Moto Guzzi Stelvio Test

Nach acht Jahren Abstinenz meldet sich die Stelvio wieder zurück. Als komplette Neukonstruktion stellt sie eine interessante Alternative im Reiseenduro-Segment dar. Erster Test der modernen Moto Guzzi Stelvio.

Auch in Mandello del Lario (I) bleibt die Zeit nicht stehen, und so brachte Moto Guzzi vor gut einem Jahr den ersten wassergekühlten V2 in Serie auf den Markt. Doch trotz moderner Technik blieb die Traditionsmarke dem unverwechselbaren Layout mit längs eingebautem Motor treu. Die neue Moto Guzzi Stelvio im heutigen Test ist (nach der Mandello) nun das zweite Modell, das vom kompakten, 1042 ccm Hubraum fassenden Triebwerk befeuert wird.

 

Um die Stelvio als Reiseenduro der oberen Mittelklasse ernsthaft in Position zu bringen, wählten die Konstrukteure nicht den bequemen Weg, indem sie der Mandello, etwas salopp ausgedrückt, einfach längere Federwege und grössere Räder spendierten. Nein, dies sollte nichts Halbbatziges werden, und so wurden der Rahmen neu gezeichnet, die Einarmschwinge samt Kardan deutlich verstärkt und das ganze Motorrad auf den erweiterten Einsatzbereich ­getrimmt. Denn die Entwicklungsabteilung befindet sich bei der Konzernschwester Aprilia, und die Mannen aus Noale (I) sind nicht gerade bekannt für ihre Kompromissbereitschaft in Sachen Fahrdynamik.

 

Moto Guzzi Stelvio Test

Individuell unterwegs

Wenn man das Segment der Reiseenduros mit 19-Zoll-Vorderrad und plus/minus einem Liter Hubraum betrachtet, sticht die Stelvio klar heraus. Moto Guzzi stand vor der Herausforderung, ihre traditionellen Werte in ein konkurrenzfähiges, modernes Multitool zu integrieren. Der Motor mit seinen stolz zur Schau gestellten Zylindern verfügt, wie schon erwähnt, über ein Alleinstellungsmerkmal, und der Kardanantrieb ist in dieser Klasse einzigartig.

## Bereitgestellte Daten
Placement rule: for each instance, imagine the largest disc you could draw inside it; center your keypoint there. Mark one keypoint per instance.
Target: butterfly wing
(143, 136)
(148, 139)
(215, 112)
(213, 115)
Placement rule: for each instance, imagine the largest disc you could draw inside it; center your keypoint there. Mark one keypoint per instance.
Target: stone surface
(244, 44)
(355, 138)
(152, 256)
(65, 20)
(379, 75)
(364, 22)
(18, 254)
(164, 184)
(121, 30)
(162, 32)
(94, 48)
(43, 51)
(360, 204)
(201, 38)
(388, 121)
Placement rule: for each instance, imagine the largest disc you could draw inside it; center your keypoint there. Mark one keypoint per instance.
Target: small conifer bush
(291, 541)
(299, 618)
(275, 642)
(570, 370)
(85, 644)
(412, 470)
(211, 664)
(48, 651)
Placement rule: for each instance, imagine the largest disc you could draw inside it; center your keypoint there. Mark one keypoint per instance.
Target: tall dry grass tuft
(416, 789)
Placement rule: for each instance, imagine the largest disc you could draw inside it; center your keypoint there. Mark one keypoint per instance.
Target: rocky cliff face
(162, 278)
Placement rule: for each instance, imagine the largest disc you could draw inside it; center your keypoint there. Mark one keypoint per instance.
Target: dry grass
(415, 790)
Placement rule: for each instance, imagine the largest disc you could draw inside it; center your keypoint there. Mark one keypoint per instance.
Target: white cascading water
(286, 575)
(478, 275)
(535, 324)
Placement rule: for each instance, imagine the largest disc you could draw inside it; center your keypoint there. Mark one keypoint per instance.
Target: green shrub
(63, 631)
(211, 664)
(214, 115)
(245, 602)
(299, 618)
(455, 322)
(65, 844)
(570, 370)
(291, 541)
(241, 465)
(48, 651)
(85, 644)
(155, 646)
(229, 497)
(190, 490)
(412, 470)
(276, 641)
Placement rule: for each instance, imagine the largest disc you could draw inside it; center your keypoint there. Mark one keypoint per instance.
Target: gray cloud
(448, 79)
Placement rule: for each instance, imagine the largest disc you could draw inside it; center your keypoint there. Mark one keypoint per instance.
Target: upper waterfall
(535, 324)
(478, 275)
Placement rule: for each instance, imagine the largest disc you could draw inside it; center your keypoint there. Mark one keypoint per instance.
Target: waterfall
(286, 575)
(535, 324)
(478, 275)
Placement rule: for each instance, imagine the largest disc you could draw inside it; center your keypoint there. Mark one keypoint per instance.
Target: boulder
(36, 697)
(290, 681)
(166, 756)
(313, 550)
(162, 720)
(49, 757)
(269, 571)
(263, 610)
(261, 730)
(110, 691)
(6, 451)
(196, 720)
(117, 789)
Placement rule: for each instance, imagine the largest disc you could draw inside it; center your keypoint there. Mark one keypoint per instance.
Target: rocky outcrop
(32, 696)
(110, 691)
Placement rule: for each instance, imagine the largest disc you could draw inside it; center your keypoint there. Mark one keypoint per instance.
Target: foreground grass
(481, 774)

## Die Aufgabe
Prüfen Sie bitte, ob die folgenden Aussagen mit dem Testbericht zur Moto Guzzi Stelvio übereinstimmen, und geben Sie zu jeder Ja oder Nein samt den entscheidenden Worten als wörtliches Zitat an.
1. Die Stelvio ist das erste Modell mit dem 1042-ccm-Triebwerk.
2. Die Entwicklungsabteilung ist bei Aprilia angesiedelt.
3. Für die Stelvio bekam die Mandello lediglich längere Federwege und größere Räder.

## Ausgabe
1. Nein – „nun das zweite Modell, das vom kompakten, 1042 ccm Hubraum fassenden Triebwerk befeuert wird“
2. Ja – „Denn die Entwicklungsabteilung befindet sich bei der Konzernschwester Aprilia“
3. Nein – „wählten die Konstrukteure nicht den bequemen Weg, indem sie der Mandello, etwas salopp ausgedrückt, einfach längere Federwege und grössere Räder spendierten“